The lines below, all of them, should be returned exactly as they appear.

▸ Records to use
☆ ☆ ☆ ☆ ☆

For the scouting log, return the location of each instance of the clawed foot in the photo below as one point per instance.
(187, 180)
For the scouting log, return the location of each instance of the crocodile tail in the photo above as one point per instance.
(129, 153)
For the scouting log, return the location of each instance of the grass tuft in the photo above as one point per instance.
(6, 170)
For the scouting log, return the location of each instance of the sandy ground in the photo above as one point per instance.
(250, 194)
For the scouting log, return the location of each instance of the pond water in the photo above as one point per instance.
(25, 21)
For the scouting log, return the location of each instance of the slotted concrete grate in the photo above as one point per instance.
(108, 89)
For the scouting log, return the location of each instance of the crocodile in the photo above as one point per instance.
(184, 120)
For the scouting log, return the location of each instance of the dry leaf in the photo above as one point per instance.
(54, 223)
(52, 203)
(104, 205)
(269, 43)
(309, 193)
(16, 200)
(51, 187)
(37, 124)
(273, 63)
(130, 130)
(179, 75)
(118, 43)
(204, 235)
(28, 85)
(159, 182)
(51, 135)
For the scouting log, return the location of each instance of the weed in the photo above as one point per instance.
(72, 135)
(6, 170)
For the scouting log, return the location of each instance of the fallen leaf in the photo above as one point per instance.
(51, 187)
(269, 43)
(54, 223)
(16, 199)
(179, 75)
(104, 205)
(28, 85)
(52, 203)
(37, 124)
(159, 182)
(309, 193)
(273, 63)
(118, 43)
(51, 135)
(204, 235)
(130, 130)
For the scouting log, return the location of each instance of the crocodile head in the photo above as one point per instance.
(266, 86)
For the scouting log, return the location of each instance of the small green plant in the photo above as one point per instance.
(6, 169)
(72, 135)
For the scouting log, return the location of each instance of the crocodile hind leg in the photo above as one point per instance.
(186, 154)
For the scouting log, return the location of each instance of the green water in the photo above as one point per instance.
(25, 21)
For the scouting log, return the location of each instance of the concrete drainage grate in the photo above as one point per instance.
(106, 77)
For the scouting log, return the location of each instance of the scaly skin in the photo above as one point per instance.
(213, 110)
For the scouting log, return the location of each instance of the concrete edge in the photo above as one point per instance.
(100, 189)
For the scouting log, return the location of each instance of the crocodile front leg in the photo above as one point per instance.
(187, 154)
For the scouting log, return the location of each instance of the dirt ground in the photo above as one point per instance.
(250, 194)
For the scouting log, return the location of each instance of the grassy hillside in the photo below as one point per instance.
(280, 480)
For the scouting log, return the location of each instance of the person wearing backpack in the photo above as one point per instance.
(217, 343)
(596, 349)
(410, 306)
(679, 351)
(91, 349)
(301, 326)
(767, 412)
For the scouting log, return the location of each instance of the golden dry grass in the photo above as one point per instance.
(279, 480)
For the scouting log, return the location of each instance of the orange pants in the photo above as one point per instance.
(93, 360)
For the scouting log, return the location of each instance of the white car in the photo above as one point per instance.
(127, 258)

☆ ☆ ☆ ☆ ☆

▸ Exercise result
For the scouting log, return the location of each instance of the clawed foot in the photo below as one point per instance.
(187, 180)
For the scouting log, return the location of each instance of the crocodile tail in the photo above as one point per instance.
(129, 153)
For the scouting log, return the location of each instance of the grass tuft in the photo above as one point per instance.
(6, 170)
For the scouting log, return the location of each instance of the sandy ground in the photo above as one point per instance.
(250, 194)
For the scouting log, return the location of each instance of the pond water in the photo above as one point per instance.
(25, 21)
For the scouting log, return the location of each instance of the slotted concrete grate in the photo above as one point per instance.
(108, 89)
For the scouting log, return the location of each instance of the crocodile in the photo above as one point per instance.
(184, 120)
For the scouting log, return the location of each instance of the dry leaf in the photo above as one point per instance.
(54, 223)
(52, 203)
(104, 205)
(269, 43)
(309, 193)
(16, 200)
(51, 187)
(37, 124)
(273, 63)
(130, 130)
(179, 75)
(118, 43)
(204, 235)
(28, 85)
(159, 182)
(51, 135)
For the scouting log, return the location of each instance of the weed in the photo above as one point per instance.
(72, 135)
(6, 170)
For the scouting log, return the location of each instance of the fallen leaf in the photo above as one point per instance.
(51, 187)
(269, 43)
(54, 223)
(16, 199)
(179, 75)
(104, 205)
(28, 85)
(52, 203)
(37, 124)
(159, 182)
(309, 193)
(273, 63)
(118, 43)
(51, 135)
(204, 235)
(130, 130)
For the scouting log, return the location of each instance of the crocodile head in the photo above as one point per instance.
(266, 86)
For the scouting log, return the location of each instance of the small green plant in the photo above as one point per instance.
(6, 169)
(72, 135)
For the scouting log, return the location of each instance of the crocodile hind leg in the photo above as one point per instance.
(186, 154)
For the scouting log, return the location of each instance of the green water in the photo above as one point per instance.
(25, 21)
For the scouting log, return the location of each instance of the concrete drainage grate in the photo above as one point per instance.
(106, 77)
For the scouting log, return the location of each instance of the scaly skin in the photo above as one point per instance.
(213, 110)
For the scouting log, return the location of each instance of the concrete edge in the photo above as one point per instance.
(100, 189)
For the scouting log, return the location of each instance of the crocodile front leg in the photo above as one point per instance.
(187, 154)
For the scouting log, return the location of each instance of the dirt ground in the photo above as one point per instance.
(250, 194)
For the scouting log, return the location of each instance of the grassy hillside in the photo below as one point per instance.
(280, 480)
For the scouting log, return the location of each instance of the person wearing backpack in the photo above as one point per instance.
(217, 343)
(596, 349)
(410, 306)
(679, 351)
(91, 349)
(301, 326)
(767, 412)
For the scouting log, return the location of each instance of the golden dry grass in the photo above as one point per instance.
(279, 480)
For the scouting log, return the location of each instance of the orange pants in the photo above as one point per instance.
(93, 360)
For the scouting log, return the location of each instance of the white car in the photo above as one point per instance.
(127, 258)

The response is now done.